Task: Below is a set of entries. Reproduce exactly the lines from the one containing "point: stadium background" through the end, both included.

[Saved data entries]
▶

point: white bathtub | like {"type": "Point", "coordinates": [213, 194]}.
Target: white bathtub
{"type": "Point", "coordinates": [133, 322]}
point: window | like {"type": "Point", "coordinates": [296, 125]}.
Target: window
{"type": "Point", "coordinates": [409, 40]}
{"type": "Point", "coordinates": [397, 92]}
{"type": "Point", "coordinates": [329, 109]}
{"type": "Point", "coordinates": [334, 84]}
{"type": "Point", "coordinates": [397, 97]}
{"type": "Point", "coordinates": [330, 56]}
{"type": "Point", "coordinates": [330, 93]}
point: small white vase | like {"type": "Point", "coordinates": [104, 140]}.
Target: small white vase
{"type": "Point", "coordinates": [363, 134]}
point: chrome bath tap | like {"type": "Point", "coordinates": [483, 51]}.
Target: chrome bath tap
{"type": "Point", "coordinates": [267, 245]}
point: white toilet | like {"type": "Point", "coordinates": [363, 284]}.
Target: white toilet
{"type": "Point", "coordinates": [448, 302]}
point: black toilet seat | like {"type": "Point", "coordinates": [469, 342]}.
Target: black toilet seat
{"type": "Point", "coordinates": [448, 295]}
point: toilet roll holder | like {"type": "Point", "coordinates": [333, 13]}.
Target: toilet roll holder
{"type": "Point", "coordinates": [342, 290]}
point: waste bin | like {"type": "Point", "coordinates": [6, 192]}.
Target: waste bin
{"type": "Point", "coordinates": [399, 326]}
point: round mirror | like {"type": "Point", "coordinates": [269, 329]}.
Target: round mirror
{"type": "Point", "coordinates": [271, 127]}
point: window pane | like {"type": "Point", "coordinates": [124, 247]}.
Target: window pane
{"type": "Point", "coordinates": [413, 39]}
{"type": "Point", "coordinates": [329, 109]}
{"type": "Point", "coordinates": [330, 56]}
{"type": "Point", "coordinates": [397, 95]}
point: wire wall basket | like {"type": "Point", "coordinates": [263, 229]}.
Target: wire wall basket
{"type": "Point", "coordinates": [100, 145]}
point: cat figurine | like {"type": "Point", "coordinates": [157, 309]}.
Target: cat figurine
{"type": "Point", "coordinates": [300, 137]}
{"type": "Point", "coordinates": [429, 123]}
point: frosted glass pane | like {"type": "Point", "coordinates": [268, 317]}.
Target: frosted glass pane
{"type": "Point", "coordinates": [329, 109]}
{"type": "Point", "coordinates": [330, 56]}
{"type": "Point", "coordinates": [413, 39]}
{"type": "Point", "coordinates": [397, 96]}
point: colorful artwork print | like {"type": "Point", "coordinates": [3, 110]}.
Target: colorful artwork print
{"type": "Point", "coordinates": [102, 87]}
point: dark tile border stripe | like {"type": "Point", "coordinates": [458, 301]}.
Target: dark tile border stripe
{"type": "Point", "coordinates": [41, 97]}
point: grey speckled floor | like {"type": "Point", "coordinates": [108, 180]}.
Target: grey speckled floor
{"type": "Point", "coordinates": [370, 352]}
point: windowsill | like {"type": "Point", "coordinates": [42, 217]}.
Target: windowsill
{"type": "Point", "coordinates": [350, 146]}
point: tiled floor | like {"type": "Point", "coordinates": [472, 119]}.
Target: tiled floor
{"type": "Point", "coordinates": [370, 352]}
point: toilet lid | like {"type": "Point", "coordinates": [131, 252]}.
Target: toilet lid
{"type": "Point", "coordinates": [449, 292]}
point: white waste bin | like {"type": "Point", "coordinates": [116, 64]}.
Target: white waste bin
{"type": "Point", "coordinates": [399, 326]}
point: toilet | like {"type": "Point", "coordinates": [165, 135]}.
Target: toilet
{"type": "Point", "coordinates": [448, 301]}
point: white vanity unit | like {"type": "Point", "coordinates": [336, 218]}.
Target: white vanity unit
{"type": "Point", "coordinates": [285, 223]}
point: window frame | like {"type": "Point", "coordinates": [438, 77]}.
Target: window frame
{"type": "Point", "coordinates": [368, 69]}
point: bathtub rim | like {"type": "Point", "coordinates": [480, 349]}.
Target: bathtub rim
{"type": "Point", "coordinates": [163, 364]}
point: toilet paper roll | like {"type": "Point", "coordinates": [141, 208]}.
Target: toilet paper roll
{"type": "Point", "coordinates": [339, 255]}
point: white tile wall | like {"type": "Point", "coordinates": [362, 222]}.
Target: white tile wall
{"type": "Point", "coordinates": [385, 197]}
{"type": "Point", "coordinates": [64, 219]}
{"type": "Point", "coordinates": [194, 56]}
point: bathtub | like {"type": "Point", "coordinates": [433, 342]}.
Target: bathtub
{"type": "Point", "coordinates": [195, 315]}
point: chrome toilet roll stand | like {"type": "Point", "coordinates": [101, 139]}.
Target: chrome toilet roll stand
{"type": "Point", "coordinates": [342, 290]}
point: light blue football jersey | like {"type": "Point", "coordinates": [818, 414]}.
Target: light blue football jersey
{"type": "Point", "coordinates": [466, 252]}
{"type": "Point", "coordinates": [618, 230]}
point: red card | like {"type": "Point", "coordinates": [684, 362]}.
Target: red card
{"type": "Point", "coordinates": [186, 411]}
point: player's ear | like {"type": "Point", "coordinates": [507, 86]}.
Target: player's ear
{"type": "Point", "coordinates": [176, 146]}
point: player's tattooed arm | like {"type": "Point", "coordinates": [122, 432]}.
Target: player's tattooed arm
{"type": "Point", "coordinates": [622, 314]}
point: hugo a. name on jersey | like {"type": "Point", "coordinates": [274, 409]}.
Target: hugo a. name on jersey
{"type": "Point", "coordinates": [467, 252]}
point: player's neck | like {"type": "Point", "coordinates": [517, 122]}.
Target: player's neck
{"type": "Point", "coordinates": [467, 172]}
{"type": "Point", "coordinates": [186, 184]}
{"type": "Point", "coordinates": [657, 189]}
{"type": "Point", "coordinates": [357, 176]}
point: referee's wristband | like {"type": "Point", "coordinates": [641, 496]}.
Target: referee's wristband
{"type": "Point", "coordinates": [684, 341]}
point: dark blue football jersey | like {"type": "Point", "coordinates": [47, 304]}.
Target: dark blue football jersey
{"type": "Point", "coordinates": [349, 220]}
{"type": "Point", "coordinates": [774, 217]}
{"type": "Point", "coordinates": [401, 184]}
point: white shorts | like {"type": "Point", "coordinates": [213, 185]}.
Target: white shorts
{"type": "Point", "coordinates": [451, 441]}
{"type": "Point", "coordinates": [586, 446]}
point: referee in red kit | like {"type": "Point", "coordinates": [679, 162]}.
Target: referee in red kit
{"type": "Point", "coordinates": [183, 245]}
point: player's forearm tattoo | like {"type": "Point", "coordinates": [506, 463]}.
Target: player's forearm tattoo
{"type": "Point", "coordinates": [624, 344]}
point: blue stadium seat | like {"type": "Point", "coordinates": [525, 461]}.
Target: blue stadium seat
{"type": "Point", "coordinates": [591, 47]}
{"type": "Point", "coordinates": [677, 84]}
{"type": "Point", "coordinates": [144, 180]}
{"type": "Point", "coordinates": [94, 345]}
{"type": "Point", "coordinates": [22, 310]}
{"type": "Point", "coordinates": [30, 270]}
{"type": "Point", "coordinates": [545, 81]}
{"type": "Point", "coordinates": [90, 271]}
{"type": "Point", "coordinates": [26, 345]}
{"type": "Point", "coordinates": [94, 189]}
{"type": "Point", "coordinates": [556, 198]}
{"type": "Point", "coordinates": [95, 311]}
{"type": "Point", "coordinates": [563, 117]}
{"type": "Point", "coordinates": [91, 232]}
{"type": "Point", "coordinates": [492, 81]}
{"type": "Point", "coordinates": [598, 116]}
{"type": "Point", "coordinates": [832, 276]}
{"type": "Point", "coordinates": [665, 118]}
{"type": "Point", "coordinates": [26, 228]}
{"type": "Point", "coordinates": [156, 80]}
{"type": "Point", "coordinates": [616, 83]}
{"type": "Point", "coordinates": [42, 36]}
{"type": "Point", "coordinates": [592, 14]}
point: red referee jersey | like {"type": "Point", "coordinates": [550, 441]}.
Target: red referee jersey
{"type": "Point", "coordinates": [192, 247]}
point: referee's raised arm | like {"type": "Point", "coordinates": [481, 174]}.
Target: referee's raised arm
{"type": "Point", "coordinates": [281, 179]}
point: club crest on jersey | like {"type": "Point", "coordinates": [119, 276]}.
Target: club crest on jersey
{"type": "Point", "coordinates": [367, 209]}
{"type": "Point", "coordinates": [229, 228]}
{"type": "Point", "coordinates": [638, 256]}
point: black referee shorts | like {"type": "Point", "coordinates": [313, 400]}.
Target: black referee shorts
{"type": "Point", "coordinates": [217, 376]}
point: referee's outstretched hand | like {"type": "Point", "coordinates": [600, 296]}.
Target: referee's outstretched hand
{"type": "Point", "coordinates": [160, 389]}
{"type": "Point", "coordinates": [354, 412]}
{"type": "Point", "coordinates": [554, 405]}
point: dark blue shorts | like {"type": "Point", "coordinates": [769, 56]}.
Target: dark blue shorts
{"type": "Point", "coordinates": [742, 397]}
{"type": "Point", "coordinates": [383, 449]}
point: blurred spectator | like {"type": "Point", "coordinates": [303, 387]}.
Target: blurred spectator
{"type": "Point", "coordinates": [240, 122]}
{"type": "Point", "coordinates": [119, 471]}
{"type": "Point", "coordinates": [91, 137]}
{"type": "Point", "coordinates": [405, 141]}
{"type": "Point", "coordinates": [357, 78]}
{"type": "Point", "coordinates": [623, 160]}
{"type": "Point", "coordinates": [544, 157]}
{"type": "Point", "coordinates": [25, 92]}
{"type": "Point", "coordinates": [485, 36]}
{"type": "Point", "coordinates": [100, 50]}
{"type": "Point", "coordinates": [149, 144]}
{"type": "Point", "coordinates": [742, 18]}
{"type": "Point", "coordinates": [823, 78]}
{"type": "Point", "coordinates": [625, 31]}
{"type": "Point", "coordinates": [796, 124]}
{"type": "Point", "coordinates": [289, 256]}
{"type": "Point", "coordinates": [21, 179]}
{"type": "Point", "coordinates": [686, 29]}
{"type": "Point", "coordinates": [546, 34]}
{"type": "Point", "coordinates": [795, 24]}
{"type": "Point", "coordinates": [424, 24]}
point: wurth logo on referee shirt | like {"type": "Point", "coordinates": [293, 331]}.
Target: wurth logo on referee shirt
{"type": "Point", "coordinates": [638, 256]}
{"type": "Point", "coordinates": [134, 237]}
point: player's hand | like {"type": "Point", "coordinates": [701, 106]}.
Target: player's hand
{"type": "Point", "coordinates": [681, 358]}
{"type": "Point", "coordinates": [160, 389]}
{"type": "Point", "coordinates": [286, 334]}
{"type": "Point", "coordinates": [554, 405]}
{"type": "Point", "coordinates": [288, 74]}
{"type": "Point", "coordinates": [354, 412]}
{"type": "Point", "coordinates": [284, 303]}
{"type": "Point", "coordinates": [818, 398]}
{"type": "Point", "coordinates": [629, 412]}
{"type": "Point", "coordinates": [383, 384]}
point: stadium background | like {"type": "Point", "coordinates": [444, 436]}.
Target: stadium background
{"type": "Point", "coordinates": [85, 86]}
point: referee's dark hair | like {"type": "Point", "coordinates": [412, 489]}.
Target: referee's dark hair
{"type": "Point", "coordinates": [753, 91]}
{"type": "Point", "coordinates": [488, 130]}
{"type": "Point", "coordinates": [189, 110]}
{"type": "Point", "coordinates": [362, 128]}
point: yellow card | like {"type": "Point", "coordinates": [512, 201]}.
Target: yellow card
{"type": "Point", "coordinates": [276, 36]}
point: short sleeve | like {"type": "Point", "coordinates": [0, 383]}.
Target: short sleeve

◀

Expected answer:
point: stadium background | like {"type": "Point", "coordinates": [444, 436]}.
Target: stadium background
{"type": "Point", "coordinates": [85, 86]}
point: referee's dark hair | like {"type": "Point", "coordinates": [412, 489]}.
Target: referee's dark hair
{"type": "Point", "coordinates": [753, 91]}
{"type": "Point", "coordinates": [488, 130]}
{"type": "Point", "coordinates": [189, 110]}
{"type": "Point", "coordinates": [362, 128]}
point: yellow card | like {"type": "Point", "coordinates": [512, 201]}.
Target: yellow card
{"type": "Point", "coordinates": [276, 36]}
point: short sleeve | like {"type": "Point", "coordinates": [0, 383]}.
Target: short sleeve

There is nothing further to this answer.